Start

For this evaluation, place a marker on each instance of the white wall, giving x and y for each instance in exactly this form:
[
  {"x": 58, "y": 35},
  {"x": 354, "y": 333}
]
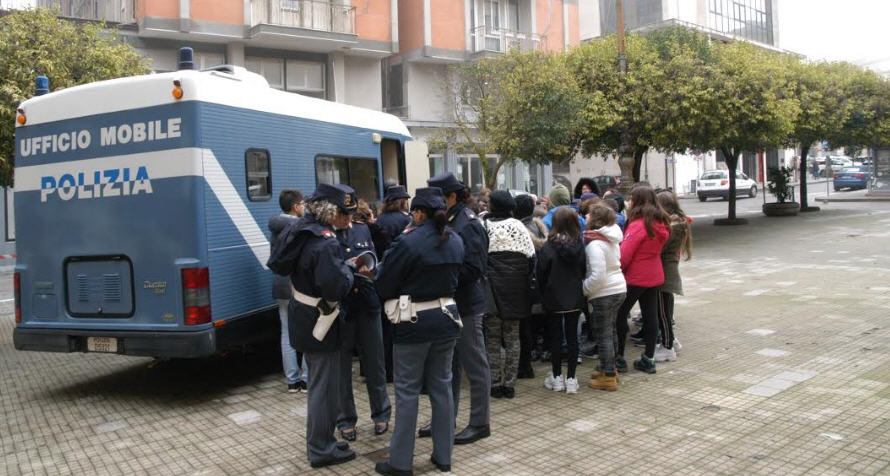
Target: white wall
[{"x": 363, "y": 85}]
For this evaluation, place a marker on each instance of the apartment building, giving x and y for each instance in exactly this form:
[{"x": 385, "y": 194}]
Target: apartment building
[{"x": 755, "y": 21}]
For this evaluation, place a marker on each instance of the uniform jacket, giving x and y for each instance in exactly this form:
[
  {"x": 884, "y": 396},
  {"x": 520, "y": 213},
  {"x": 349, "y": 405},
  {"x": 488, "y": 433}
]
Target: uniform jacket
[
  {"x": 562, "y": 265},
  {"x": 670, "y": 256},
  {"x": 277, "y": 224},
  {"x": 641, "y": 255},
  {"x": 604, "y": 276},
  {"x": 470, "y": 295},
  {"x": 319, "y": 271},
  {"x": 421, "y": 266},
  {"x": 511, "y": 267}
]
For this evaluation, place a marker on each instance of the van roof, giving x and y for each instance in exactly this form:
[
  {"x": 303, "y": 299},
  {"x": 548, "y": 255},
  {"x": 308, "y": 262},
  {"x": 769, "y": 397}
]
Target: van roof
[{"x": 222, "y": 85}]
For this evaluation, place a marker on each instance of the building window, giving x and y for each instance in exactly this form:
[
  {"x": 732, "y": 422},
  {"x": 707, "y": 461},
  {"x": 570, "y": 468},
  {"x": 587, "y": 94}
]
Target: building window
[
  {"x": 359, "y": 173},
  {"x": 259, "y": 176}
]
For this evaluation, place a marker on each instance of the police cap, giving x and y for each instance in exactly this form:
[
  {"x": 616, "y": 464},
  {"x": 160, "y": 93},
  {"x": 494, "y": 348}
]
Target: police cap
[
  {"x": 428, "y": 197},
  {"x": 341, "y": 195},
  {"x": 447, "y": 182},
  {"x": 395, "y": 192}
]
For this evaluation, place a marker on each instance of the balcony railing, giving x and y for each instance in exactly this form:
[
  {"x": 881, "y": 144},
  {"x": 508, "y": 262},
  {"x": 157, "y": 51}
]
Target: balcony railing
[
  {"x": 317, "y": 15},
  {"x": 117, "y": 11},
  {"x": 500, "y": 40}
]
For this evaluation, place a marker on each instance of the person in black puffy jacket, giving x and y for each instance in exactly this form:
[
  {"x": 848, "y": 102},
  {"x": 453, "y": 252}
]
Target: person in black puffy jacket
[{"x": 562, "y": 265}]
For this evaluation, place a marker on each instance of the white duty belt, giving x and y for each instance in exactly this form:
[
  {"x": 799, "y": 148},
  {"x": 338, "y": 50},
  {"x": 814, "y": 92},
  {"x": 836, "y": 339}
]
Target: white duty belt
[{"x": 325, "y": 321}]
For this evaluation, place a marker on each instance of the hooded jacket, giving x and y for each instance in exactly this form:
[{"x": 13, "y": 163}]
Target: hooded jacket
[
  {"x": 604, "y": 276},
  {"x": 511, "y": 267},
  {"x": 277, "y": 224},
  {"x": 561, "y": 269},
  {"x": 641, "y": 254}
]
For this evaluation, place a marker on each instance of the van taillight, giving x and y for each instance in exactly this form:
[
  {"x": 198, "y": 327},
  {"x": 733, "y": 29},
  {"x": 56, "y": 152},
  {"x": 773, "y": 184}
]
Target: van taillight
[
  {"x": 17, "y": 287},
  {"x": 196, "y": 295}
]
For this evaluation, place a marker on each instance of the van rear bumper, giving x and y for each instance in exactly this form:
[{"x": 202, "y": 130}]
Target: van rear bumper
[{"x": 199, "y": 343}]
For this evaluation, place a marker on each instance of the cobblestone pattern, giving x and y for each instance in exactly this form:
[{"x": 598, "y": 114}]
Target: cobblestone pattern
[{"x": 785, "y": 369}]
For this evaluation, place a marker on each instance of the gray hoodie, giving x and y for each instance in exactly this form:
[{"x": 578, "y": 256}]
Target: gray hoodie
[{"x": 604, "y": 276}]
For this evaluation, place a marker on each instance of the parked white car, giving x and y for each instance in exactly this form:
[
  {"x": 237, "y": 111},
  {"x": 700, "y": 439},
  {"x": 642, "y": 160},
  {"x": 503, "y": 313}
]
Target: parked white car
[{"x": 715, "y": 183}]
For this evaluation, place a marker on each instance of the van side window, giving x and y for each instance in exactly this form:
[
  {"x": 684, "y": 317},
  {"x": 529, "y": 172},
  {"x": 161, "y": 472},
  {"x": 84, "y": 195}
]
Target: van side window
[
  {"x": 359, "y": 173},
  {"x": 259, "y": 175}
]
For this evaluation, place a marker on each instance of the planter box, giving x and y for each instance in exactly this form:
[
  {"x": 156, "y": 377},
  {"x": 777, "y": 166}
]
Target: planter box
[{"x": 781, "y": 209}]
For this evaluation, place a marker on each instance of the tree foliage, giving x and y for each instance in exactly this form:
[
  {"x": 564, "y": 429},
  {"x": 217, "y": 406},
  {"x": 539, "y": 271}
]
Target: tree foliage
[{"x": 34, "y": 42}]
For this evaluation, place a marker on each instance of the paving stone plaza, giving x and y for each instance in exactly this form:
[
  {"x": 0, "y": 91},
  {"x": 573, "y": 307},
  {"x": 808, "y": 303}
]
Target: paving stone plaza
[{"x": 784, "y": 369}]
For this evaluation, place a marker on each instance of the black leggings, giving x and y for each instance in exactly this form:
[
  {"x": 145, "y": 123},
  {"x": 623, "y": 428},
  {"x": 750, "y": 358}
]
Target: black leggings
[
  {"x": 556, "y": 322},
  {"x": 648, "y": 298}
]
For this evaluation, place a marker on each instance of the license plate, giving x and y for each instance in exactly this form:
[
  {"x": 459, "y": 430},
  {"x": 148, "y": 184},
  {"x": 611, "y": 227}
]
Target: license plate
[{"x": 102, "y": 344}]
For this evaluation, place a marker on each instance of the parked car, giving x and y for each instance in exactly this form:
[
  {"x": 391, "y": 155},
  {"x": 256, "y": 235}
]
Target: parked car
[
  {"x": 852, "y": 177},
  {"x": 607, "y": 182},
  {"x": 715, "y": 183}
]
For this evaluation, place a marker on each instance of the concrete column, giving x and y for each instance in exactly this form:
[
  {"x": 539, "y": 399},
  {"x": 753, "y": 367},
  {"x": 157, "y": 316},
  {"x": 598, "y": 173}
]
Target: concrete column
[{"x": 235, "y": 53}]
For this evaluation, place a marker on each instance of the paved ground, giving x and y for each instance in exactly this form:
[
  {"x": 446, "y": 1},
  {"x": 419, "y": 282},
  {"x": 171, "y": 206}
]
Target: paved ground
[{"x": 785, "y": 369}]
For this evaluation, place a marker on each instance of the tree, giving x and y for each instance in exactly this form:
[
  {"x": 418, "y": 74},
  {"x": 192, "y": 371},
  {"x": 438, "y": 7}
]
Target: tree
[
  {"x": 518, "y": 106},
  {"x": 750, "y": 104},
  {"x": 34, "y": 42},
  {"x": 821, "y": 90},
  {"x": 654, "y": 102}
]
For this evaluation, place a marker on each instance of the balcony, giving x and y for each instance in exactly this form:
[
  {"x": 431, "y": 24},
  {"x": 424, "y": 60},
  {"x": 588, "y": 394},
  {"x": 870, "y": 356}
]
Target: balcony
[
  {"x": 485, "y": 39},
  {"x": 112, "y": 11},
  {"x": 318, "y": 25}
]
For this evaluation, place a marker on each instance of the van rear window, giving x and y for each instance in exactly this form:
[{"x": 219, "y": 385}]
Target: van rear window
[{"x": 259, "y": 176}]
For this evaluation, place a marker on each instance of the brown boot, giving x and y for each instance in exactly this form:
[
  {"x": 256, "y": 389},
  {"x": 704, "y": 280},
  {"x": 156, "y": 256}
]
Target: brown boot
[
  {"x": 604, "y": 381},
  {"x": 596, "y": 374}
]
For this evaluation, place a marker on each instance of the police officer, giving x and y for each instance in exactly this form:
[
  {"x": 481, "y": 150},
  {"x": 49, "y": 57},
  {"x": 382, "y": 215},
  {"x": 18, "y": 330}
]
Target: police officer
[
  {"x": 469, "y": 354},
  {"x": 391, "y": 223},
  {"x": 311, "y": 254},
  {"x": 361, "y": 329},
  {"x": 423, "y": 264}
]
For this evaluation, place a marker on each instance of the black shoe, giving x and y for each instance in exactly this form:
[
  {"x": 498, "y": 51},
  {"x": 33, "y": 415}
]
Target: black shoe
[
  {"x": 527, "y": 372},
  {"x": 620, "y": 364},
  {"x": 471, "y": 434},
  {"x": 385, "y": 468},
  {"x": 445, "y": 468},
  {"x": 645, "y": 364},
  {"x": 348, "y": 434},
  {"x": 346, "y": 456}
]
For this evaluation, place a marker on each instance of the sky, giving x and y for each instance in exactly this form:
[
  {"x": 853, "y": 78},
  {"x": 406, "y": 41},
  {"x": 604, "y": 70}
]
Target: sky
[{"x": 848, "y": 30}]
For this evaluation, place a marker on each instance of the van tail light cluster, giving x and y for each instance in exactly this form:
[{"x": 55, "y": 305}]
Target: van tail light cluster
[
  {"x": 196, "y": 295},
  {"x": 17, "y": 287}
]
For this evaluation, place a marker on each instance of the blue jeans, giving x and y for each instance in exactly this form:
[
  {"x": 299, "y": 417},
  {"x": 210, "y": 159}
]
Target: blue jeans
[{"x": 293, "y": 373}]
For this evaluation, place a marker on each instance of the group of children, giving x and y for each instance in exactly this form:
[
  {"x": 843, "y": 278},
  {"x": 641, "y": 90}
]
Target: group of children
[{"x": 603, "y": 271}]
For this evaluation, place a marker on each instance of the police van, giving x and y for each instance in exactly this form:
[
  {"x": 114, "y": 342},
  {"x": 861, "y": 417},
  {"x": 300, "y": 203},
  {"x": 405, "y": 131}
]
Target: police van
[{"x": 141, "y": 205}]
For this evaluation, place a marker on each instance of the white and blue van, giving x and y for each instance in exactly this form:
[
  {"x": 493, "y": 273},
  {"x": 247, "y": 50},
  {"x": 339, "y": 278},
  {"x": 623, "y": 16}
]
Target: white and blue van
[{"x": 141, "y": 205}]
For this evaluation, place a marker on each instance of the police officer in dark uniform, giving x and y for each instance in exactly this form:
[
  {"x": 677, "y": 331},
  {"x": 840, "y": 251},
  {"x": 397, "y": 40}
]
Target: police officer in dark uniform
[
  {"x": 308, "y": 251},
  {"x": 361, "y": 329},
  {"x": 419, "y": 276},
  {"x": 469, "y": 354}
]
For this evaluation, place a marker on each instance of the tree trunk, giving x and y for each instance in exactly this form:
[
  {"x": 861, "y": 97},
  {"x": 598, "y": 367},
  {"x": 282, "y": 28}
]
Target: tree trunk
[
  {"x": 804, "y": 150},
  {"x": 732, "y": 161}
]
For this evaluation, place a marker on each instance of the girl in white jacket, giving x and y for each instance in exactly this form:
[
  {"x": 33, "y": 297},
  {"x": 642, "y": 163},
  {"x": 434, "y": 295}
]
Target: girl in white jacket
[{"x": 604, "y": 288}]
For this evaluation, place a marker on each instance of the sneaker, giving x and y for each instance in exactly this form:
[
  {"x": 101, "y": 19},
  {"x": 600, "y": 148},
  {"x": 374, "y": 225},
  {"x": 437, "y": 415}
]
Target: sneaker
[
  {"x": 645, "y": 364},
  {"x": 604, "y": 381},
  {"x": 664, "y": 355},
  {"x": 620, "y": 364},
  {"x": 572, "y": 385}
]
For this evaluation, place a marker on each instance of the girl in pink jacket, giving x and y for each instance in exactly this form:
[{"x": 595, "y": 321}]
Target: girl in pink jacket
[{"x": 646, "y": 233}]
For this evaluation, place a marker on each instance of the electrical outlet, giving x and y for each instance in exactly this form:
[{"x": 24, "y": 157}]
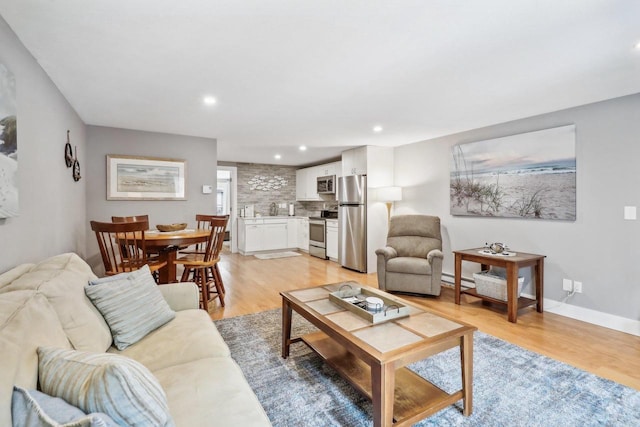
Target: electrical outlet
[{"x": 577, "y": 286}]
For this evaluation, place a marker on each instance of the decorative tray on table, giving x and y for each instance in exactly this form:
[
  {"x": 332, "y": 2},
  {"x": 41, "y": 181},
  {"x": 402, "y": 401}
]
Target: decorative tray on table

End

## What is required:
Will you repeat the material above, but only from the line containing "the sneaker, giving" through its last line, exactly and without the pictures?

## Final answer:
For this evaluation, place a marker on each instance of the sneaker, giving x and y for each instance in exactly this form:
[
  {"x": 101, "y": 19},
  {"x": 600, "y": 148},
  {"x": 374, "y": 225},
  {"x": 437, "y": 415}
]
Target: sneaker
[
  {"x": 645, "y": 364},
  {"x": 604, "y": 381},
  {"x": 664, "y": 355},
  {"x": 620, "y": 364},
  {"x": 572, "y": 385}
]
For this evaluation, place a marker on each instance of the girl in pink jacket, giving x and y for each instance in exactly this form:
[{"x": 595, "y": 321}]
Target: girl in pink jacket
[{"x": 646, "y": 233}]
For this evaluation, place a marker on each instance of the electrical outlet, giving x and y for each instance in exactly this form:
[{"x": 24, "y": 157}]
Target: electrical outlet
[{"x": 577, "y": 286}]
For this evaluation, place a marker on each instance of the decorative tray on table, giving x and y for each instance in exactly this form:
[
  {"x": 332, "y": 2},
  {"x": 41, "y": 181},
  {"x": 402, "y": 401}
]
Target: decorative tray on table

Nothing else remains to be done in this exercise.